### Your instructions
Each time a line of the listing holds "class", copy that line.

### Given entries

___

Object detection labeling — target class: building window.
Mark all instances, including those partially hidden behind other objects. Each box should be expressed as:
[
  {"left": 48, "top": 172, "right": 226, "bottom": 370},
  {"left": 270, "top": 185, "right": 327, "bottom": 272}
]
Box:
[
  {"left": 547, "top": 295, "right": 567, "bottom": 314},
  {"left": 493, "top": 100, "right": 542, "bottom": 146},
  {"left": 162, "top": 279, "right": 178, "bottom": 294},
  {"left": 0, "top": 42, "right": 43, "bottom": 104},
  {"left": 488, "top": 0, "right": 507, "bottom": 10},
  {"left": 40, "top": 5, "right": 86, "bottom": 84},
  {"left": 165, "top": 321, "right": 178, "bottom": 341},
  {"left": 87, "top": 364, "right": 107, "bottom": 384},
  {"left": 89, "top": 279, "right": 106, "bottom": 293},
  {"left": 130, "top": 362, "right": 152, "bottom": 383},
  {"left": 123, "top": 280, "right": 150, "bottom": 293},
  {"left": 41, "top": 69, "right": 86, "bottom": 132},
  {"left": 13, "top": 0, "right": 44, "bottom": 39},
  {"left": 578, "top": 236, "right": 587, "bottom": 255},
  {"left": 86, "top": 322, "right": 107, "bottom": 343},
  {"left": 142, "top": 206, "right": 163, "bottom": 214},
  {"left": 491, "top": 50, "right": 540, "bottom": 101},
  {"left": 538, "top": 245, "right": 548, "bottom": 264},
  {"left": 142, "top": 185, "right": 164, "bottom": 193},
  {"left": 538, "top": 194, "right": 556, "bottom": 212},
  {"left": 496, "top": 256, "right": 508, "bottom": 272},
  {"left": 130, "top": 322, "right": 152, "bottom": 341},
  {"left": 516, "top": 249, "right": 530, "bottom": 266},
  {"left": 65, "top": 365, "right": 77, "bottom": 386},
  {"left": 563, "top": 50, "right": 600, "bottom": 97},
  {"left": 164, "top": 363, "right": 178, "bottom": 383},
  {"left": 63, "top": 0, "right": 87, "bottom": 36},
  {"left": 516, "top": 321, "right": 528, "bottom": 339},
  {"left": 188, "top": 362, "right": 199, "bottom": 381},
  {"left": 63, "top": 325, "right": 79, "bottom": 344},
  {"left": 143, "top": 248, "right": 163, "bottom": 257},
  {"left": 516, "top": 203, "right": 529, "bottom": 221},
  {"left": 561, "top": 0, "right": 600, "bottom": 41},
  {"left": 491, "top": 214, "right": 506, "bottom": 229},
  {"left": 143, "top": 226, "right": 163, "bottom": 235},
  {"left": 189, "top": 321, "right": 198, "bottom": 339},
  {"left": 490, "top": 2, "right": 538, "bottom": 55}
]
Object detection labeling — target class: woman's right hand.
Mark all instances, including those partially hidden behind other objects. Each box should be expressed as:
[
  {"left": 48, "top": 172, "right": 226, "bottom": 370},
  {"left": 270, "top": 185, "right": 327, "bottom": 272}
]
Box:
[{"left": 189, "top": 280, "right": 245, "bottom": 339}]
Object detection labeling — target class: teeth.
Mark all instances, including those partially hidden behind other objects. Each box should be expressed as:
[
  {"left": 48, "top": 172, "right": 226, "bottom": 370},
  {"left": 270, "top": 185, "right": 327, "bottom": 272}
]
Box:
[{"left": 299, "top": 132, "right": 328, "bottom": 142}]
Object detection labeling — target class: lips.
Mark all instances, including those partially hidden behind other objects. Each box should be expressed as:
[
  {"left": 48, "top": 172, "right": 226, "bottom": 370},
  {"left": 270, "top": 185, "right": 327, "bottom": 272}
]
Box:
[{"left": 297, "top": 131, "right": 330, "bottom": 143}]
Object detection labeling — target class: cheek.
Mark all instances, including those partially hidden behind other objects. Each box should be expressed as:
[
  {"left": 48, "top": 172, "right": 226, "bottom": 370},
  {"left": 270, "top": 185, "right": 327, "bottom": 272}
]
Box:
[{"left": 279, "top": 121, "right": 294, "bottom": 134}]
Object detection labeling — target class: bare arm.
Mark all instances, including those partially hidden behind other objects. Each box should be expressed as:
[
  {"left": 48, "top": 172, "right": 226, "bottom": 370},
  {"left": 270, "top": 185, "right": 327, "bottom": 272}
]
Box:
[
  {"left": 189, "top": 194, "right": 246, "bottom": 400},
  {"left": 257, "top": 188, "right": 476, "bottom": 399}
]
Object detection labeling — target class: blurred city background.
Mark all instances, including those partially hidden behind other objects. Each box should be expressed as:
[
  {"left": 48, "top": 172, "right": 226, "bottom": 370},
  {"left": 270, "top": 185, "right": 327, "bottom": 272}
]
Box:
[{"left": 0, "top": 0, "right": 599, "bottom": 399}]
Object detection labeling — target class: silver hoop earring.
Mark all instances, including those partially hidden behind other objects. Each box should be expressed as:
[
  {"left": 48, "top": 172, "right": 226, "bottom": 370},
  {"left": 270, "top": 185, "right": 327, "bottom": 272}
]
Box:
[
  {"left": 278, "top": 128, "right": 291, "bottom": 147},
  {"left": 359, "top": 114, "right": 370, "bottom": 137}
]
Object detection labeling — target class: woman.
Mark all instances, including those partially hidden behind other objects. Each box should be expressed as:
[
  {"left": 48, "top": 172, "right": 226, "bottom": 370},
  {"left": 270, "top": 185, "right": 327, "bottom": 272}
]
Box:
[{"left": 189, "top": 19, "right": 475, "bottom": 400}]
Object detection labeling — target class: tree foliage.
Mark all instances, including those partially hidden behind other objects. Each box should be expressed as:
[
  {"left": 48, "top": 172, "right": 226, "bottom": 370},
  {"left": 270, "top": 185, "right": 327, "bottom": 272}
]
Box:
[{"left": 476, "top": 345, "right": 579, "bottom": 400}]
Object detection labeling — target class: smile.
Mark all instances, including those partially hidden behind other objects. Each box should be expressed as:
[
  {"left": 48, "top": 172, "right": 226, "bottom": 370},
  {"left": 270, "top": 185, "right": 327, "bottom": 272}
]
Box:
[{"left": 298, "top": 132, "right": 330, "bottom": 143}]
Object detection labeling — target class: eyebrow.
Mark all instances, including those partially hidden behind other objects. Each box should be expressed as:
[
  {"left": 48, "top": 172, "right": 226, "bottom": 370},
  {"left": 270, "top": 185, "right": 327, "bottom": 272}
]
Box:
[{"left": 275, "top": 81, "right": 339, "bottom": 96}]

___

### Result
Object detection labeling — target class: building window.
Object detection labeling — target class: woman's right hand.
Object detection labeling — target class: teeth.
Object detection labeling — target class: lips.
Object detection labeling — target class: cheek.
Object detection labeling — target class: bare arm.
Object detection labeling — target class: blurred city background.
Object detection labeling — target class: silver hoop earring.
Object detection labeling — target class: woman.
Object detection labeling — target class: tree foliage.
Object detection labeling — target class: smile.
Object detection labeling — target class: eyebrow.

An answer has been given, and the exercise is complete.